Exercise directions: Rescale only the part of the rows that opens with the line containing "surface shown in this photograph." and closes with the last row, rewriting every line in it, requests included. Multiply each pin coordinate in the answers by 1.75, round it to a whole number with halves rounded up, and leave the pictures out.

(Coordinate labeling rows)

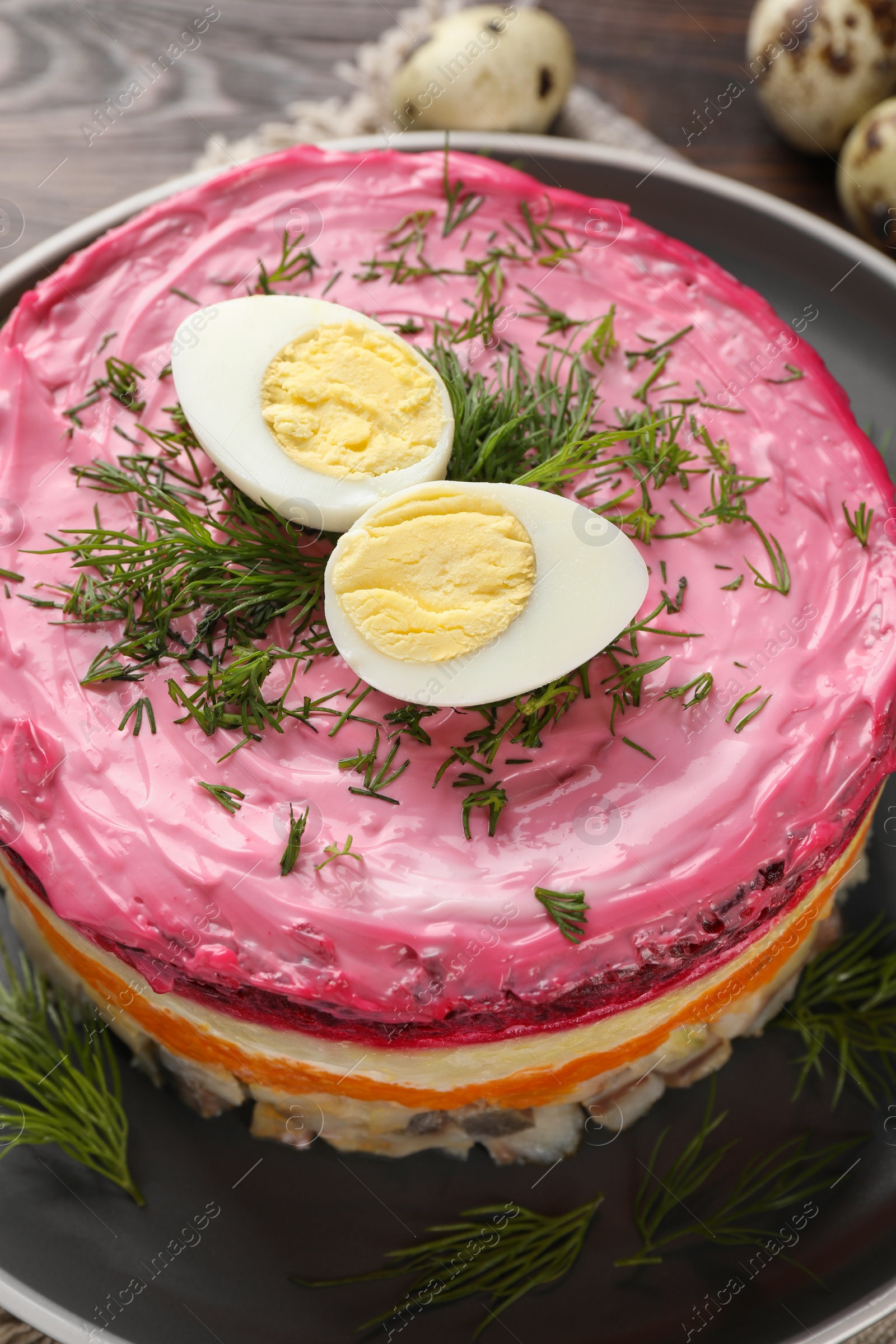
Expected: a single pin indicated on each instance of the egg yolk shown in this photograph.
(351, 402)
(438, 575)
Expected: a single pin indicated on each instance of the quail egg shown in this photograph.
(867, 176)
(821, 66)
(489, 68)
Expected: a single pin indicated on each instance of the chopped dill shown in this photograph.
(231, 800)
(408, 239)
(137, 711)
(860, 522)
(846, 1007)
(493, 797)
(335, 852)
(642, 750)
(349, 714)
(293, 842)
(460, 205)
(702, 686)
(738, 703)
(408, 720)
(504, 1258)
(766, 1184)
(365, 764)
(628, 684)
(793, 375)
(69, 1073)
(753, 714)
(293, 264)
(567, 909)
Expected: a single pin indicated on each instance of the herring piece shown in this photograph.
(817, 76)
(305, 405)
(590, 581)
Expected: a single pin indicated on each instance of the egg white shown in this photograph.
(220, 358)
(590, 582)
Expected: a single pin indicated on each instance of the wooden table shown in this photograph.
(59, 59)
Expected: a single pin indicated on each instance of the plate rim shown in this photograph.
(43, 259)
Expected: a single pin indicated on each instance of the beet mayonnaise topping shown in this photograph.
(683, 855)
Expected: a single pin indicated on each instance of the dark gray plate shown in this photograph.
(69, 1241)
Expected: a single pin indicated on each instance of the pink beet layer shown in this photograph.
(684, 855)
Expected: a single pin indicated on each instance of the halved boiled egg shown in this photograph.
(312, 409)
(461, 593)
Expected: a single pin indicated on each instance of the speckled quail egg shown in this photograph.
(463, 592)
(821, 66)
(867, 176)
(489, 68)
(312, 409)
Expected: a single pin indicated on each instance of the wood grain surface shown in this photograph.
(61, 59)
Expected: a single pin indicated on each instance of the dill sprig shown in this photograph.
(365, 764)
(293, 264)
(231, 800)
(506, 1260)
(459, 205)
(492, 797)
(846, 1007)
(137, 711)
(335, 852)
(68, 1072)
(793, 375)
(237, 562)
(231, 696)
(628, 683)
(293, 842)
(567, 909)
(859, 523)
(753, 714)
(408, 240)
(122, 385)
(408, 720)
(602, 340)
(516, 421)
(702, 686)
(765, 1184)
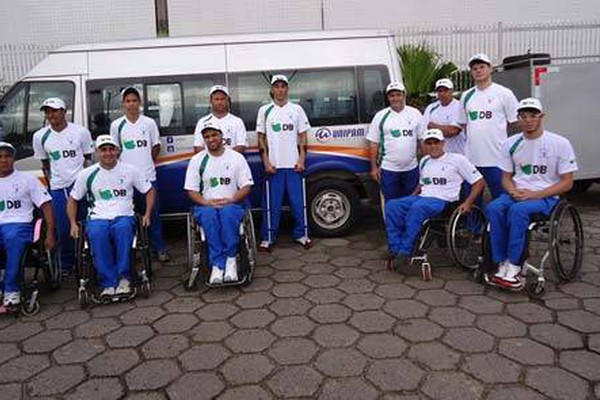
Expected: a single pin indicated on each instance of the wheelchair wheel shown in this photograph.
(566, 241)
(464, 236)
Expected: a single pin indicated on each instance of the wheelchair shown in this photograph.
(42, 262)
(198, 254)
(459, 232)
(560, 238)
(140, 265)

Solution to this task:
Expected: a single pin indicated on each instance of the wood grain surface shown in this photograph.
(107, 103)
Expected: a single pin indicated on each instance of the dill sprig shown in this photograph.
(639, 1337)
(513, 462)
(404, 1400)
(886, 2205)
(803, 359)
(861, 1395)
(1481, 1762)
(240, 1244)
(586, 1491)
(119, 1876)
(1388, 656)
(415, 984)
(404, 1218)
(1099, 1195)
(513, 1474)
(992, 1591)
(1503, 915)
(1318, 1250)
(714, 420)
(214, 674)
(714, 1260)
(1054, 595)
(903, 737)
(1229, 1201)
(1339, 2072)
Expected: a single pin indicated on each instance of the wheelchair wheel shown in this photograph.
(991, 422)
(812, 413)
Expected: a single pin indicated on each instance of the wheelchair shown in this photograph.
(74, 459)
(347, 445)
(803, 406)
(980, 417)
(245, 464)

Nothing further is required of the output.